→ Written request
Copy the data below word for word, leaving the pictures out of your copy.

→ Material provided
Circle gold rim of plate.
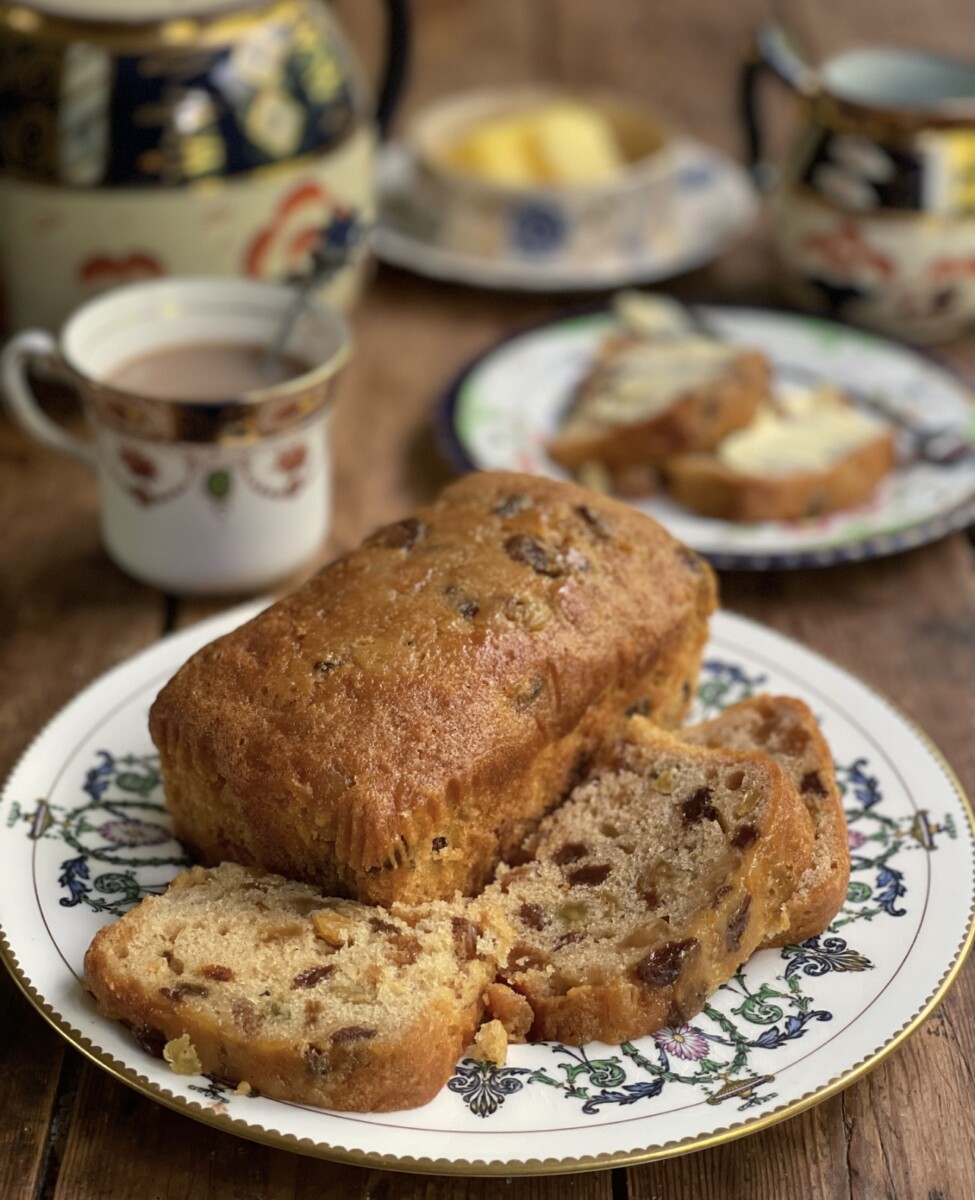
[0,648,975,1176]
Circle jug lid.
[819,47,975,114]
[17,0,270,25]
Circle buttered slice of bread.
[663,388,895,521]
[549,331,768,486]
[485,718,813,1045]
[85,863,509,1111]
[680,696,850,946]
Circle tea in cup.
[0,278,349,594]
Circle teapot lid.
[13,0,270,25]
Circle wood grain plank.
[0,972,65,1200]
[628,1098,850,1200]
[0,397,168,1196]
[51,1066,612,1200]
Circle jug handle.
[376,0,412,138]
[738,25,819,191]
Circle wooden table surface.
[0,0,975,1200]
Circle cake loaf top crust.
[150,473,716,870]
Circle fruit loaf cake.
[680,696,850,946]
[150,473,716,905]
[663,388,895,521]
[549,332,770,494]
[85,863,510,1111]
[485,718,813,1045]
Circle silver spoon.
[261,211,366,379]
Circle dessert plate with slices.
[0,605,975,1176]
[438,307,975,570]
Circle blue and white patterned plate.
[372,138,759,292]
[0,606,975,1175]
[438,307,975,570]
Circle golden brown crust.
[488,719,813,1045]
[549,335,770,480]
[663,432,895,521]
[678,696,850,946]
[150,473,716,904]
[85,864,504,1112]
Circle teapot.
[742,26,975,342]
[0,0,409,329]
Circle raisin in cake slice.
[662,388,895,521]
[485,718,813,1045]
[549,332,770,494]
[85,863,506,1111]
[680,696,850,946]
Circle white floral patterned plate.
[438,307,975,570]
[0,606,975,1175]
[372,138,758,292]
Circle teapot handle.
[376,0,412,138]
[738,25,819,191]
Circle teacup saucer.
[372,138,758,292]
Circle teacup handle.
[0,329,95,469]
[738,25,819,190]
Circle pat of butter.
[612,289,694,337]
[586,337,737,424]
[447,101,624,186]
[716,388,885,476]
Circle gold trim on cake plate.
[0,635,975,1177]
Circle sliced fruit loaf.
[680,696,850,946]
[662,388,895,521]
[549,332,770,487]
[485,718,813,1045]
[85,863,508,1111]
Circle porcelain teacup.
[0,278,349,594]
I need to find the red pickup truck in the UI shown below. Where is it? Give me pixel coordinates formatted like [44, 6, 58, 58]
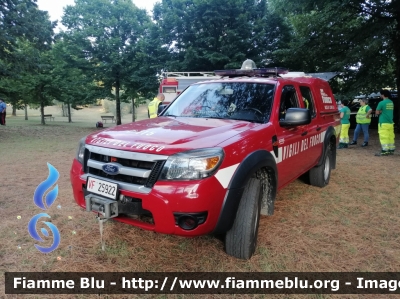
[70, 61, 340, 259]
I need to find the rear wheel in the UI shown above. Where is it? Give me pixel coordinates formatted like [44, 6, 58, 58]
[309, 143, 333, 188]
[225, 178, 262, 259]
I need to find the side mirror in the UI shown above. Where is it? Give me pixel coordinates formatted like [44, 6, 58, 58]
[279, 108, 311, 127]
[157, 104, 168, 115]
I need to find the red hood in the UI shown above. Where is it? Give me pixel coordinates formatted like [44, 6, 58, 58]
[86, 117, 259, 155]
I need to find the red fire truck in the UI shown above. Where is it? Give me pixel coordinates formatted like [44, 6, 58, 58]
[159, 72, 221, 104]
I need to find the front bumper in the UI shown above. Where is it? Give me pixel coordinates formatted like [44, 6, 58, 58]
[70, 159, 227, 236]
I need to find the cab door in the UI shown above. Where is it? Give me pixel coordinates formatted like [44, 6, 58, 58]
[274, 85, 309, 187]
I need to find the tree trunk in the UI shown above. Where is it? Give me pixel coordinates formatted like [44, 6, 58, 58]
[115, 79, 122, 126]
[40, 100, 46, 125]
[67, 100, 72, 123]
[132, 97, 136, 122]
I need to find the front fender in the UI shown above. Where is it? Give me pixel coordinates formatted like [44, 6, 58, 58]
[214, 150, 278, 234]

→ Output below
Circle gold rim of plate.
[0,648,975,1176]
Circle jug lid.
[819,47,975,114]
[17,0,270,25]
Circle buttered slice of bread.
[663,388,895,521]
[549,331,768,486]
[485,718,813,1045]
[85,863,509,1111]
[680,696,850,946]
Circle tea in cup.
[0,278,349,594]
Circle teapot lid.
[13,0,270,25]
Circle wood grain plank.
[0,972,65,1200]
[628,1098,850,1200]
[0,397,168,1196]
[51,1066,612,1200]
Circle jug handle.
[376,0,412,138]
[738,25,819,191]
Circle wooden table surface.
[0,0,975,1200]
Circle cake loaf top crust.
[150,473,716,870]
Circle fruit loaf cake.
[680,696,850,946]
[150,473,716,905]
[663,388,895,521]
[549,332,770,494]
[85,863,510,1111]
[485,718,813,1045]
Circle silver spoon.
[261,211,366,379]
Circle dessert plate with slices.
[0,605,975,1176]
[438,307,975,570]
Circle blue and white patterned plate.
[372,138,759,292]
[0,606,975,1175]
[438,307,975,570]
Circle golden brown crust.
[488,719,813,1045]
[549,335,770,480]
[663,432,895,521]
[678,696,850,946]
[150,473,716,904]
[85,864,504,1112]
Circle teapot.
[742,26,975,342]
[0,0,409,329]
Circle raisin in cake slice.
[662,388,895,521]
[485,718,813,1045]
[549,332,770,494]
[85,863,506,1111]
[680,696,850,946]
Circle white floral patterned plate.
[438,307,975,570]
[0,606,975,1175]
[372,138,758,292]
Circle teapot handle.
[376,0,412,138]
[738,25,819,191]
Circle teacup saucer.
[372,138,758,292]
Circle teacup handle.
[0,329,95,469]
[738,25,819,190]
Circle pat of butter.
[612,289,694,337]
[586,337,737,424]
[447,101,624,186]
[716,388,885,476]
Circle gold trim on cake plate.
[0,635,975,1177]
Circle sliced fruit loaf.
[680,696,850,946]
[662,388,895,521]
[549,332,770,487]
[485,718,813,1045]
[85,863,508,1111]
Circle porcelain teacup.
[0,278,349,594]
I need to find the red pickup truck in the UI shown below. Where is it? Give me pixel coordinates formatted like [44, 6, 58, 58]
[70, 61, 340, 259]
I need to find the rear wheel in the UI shown above. Where is it? Give me pixel coordinates formatted like [44, 6, 58, 58]
[309, 143, 333, 188]
[225, 178, 262, 259]
I need to find the side mirror in the UI shown above. Where is it? Give me pixel coordinates formatted like [44, 6, 58, 58]
[279, 108, 311, 127]
[157, 104, 168, 115]
I need to find the red hood in the UI shown above. Where is it? Give me pixel coordinates formatted like [44, 6, 58, 58]
[86, 117, 259, 155]
I need to find the red fire truck in the UI shown above. Where is it? Give me pixel coordinates formatted like [44, 6, 58, 58]
[159, 72, 221, 104]
I need to find the front bumper in the UI shown above. Where is it? Give me pixel coordinates formatted like [44, 6, 58, 58]
[70, 159, 227, 236]
I need to find the cab door in the UI shown above. Where is it? Give me pixel coordinates formatted like [44, 6, 58, 58]
[274, 85, 309, 187]
I need to find the tree trunk in the UI shown above. Where is it? Give me pixel coordinates formatted like [44, 6, 58, 58]
[115, 79, 122, 126]
[40, 100, 46, 125]
[67, 100, 72, 123]
[132, 97, 136, 122]
I need to find the front fender in the UI shown above. Where is it? Give me pixel coordinates formatted like [44, 6, 58, 58]
[214, 150, 278, 234]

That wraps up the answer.